┌─ Textauszug

Interessant ist auch, wie Tiere auf Überraschungen reagieren. Sie haben, so Hofer, durch regelmäßige Wiederkehr bestimmte Erwartungen an ihre Umwelt. „Wenn die Tierpfleger im Zoo jeden Tag um 11 Uhr füttern, warten die Tiere zu dieser Zeit.“ Was passiert aber, wenn diese Regelmäßigkeit unterbrochen wird, das Futter also nicht pünktlich angeboten wird? „Dann sind die Tiere enttäuscht“, sagt der Wissenschaftler. Eine der wichtigsten Emotionen – auch Antriebsfeder bei menschlichem Verhalten – sind Enttäuschungen. Weil diese vermieden werden sollen, sind sie ein Element der Organisation von Verhaltensweisen. Daran, sagt Hofer, knüpft auch die These an, dass Hierarchie ein wichtiges Element sozialer Gesellschaften sei: Durch Dominanz wird in sozialen Beziehungen, in denen Aggressionen eine Rolle spielen, Kämpfe und somit herbe Enttäuschungen bei verlorenen Kämpfen weitgehend vermieden.

Für den Unterlegenen seien die Schwierigkeiten überschaubar, wenn er in einem ritualisierten Akt offensiv anzeigt, dass er seinen Status des Unterlegenen dem anderen gegenüber anerkennt. So kann die Situation kontrolliert und die Enttäuschung vermieden werden. Es gibt in diesem Zusammenhang bei verschiedenen Wirbeltieren Trainingseffekte, die bis heute nicht erklärt, aber eindeutig messbar sind.

Loser- und Winnereffekte

„Man spricht von Loser- und Winner-Effekten, die mittelbar mit Emotionen verbunden sind“, erläutert Hofer. Man könne einem Tier mit einer Folge von fünf leichten Gewinnen ein bestimmtes Selbstbewusstsein geben. Dieses Tier wird eine neue Herausforderung besser meistern als ein anderes, das man zuvor durch zu schwere Aufgaben demotiviert hat. Seit rund 20 Jahren beschäftigt sich Hofer auch mit Tüpfelhyänen in der Serengeti. „Bei den Tüpfelhyänen, die in größeren Gruppen von 25 Weibchen zusammenleben, gibt es normalerweise eine stabile Dominanzhierarchie“, berichtet er.

└─
┌─ Bereitgestellte Daten

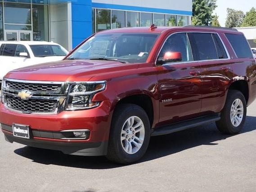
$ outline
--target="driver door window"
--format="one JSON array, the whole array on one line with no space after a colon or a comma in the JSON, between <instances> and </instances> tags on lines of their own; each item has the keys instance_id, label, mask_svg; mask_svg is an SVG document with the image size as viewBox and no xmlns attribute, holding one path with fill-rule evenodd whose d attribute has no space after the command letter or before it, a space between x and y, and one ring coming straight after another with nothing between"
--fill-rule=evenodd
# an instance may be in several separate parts
<instances>
[{"instance_id":1,"label":"driver door window","mask_svg":"<svg viewBox=\"0 0 256 192\"><path fill-rule=\"evenodd\" d=\"M166 52L180 52L182 62L193 61L189 41L186 33L176 33L169 37L163 46L159 57L163 57Z\"/></svg>"}]
</instances>

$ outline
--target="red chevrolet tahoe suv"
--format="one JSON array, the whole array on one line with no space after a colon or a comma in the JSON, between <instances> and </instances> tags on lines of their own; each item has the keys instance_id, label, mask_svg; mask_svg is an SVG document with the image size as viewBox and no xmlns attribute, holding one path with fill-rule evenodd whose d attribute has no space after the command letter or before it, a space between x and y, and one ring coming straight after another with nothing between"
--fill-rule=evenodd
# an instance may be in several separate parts
<instances>
[{"instance_id":1,"label":"red chevrolet tahoe suv","mask_svg":"<svg viewBox=\"0 0 256 192\"><path fill-rule=\"evenodd\" d=\"M256 96L256 75L236 30L105 31L63 61L6 74L0 122L11 143L129 163L151 136L213 122L238 133Z\"/></svg>"}]
</instances>

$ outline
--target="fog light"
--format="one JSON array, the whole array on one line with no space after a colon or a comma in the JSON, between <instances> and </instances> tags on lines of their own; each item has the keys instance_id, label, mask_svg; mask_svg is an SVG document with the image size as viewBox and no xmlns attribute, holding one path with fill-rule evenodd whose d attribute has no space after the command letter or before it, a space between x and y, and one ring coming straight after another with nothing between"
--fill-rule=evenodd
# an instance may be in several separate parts
<instances>
[{"instance_id":1,"label":"fog light","mask_svg":"<svg viewBox=\"0 0 256 192\"><path fill-rule=\"evenodd\" d=\"M85 131L73 131L74 136L76 137L86 137L86 133Z\"/></svg>"}]
</instances>

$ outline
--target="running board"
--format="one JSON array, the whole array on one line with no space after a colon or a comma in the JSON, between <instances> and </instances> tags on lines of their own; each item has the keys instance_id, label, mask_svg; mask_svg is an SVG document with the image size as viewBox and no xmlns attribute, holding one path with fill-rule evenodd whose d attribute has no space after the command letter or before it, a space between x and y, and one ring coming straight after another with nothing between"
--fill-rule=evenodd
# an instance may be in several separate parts
<instances>
[{"instance_id":1,"label":"running board","mask_svg":"<svg viewBox=\"0 0 256 192\"><path fill-rule=\"evenodd\" d=\"M158 136L170 134L190 128L199 126L204 124L219 121L220 119L220 113L206 115L199 118L190 119L181 122L174 123L154 129L151 136Z\"/></svg>"}]
</instances>

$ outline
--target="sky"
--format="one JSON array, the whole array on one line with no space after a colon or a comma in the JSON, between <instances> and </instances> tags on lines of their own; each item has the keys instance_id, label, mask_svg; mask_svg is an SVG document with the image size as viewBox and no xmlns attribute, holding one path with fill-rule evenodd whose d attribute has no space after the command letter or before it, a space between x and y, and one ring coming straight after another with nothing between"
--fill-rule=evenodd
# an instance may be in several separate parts
<instances>
[{"instance_id":1,"label":"sky","mask_svg":"<svg viewBox=\"0 0 256 192\"><path fill-rule=\"evenodd\" d=\"M256 8L256 0L217 0L217 5L214 13L219 16L221 26L225 26L227 17L227 8L234 9L243 11L245 14L252 7Z\"/></svg>"}]
</instances>

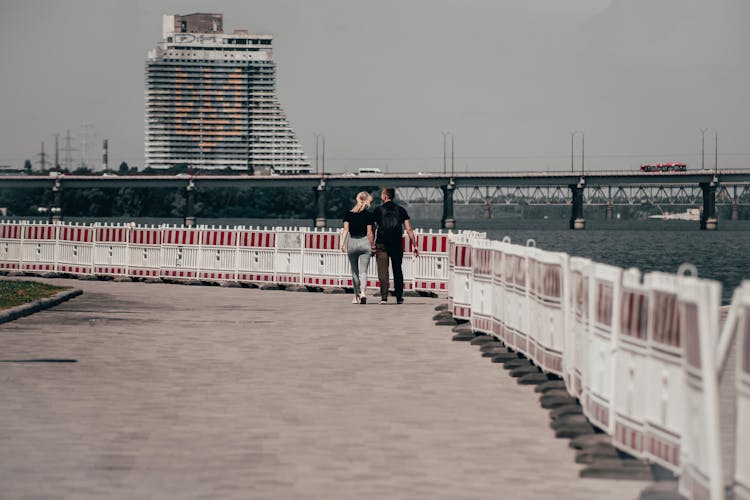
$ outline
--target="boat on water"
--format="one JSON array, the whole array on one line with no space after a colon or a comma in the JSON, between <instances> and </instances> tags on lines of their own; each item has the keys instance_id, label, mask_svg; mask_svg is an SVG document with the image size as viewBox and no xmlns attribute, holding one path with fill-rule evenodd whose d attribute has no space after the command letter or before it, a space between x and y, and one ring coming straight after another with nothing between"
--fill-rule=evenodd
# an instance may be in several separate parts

└─

Arbeitsaufträge:
[1] Welche Zahlenangaben kommen im Text über Tieremotionen vor?
[2] Wie reagieren Tiere laut dem Text über Tieremotionen, wenn das Futter nicht pünktlich angeboten wird?
[3] Schreibe den Text über Tieremotionen im Anschluss an seinen letzten Satz weiter.

Antworten nacheinander:
[1]
- 11 Uhr (tägliche Fütterungszeit im Zoo)
- fünf leichte Gewinne (verleihen einem Tier Selbstbewusstsein)
- rund 20 Jahre (so lange beschäftigt sich Hofer mit Tüpfelhyänen)
- 25 Weibchen (Größe der Tüpfelhyänengruppen)

[2] Sie sind enttäuscht.

[3]
Es kommt allerdings zu Auseinandersetzungen, wenn rangniedrigere Linien die höheren aktiv aushebeln wollen. Dann kann bei den Tieren eine extreme Anspannung beobachtet werden. Bei den Hyänen ist der Fortpflanzungserfolg klar an die Dominanzstufe gebunden. Hochrangige Weibchen haben ein Vorrecht beim Fressen, Jungtiere dieser Mütter wachsen schneller und haben damit auch eine bessere Überlebenschance. „Wir wissen durch unsere Messungen im Freiland, dass die beteiligten Weibchen in dieser Phase unter einem unglaublichen Stress stehen“, sagt Hofer. Messbar ist dieser Stress über die Konzentration der Kortisolmetaboliten in den Exkrementen der Tiere. Die Erregung der Tiere kann man auch ihrem Mienenspiel ansehen, das dem der Hunde ähnelt. Faszinierend ist auch die Fürsorge von Hyänenmüttern für ihre ein bis zwei Jungen. Sie werden 18 Monate lang gesäugt, wobei eine Mahlzeit oft eine halbe Stunde dauert. Selbst wenn die Mutter 40 Kilometer weit gelaufen ist und offene Wunden am schweren Gesäuge hat, lässt sie sich vom „weaning tantrum“, dem Geräuschkonzert, das ihre Jungen während der Entwöhnung veranstalten, immer wieder weichklopfen und säugt den Nachwuchs trotz Schmerzen. Die Frage, ob Tiere Emotionen haben, bejaht auch Hofer. „Aber nachzuweisen, dass sie wirklich in einer solch komplexen Form vorkommen, wie sie beim Menschen existieren – das konnte man bislang nicht zeigen.“ Einfache Vorstufen von Emotionen, wie wir sie bei Menschen kennen, haben sie aber mit Sicherheit.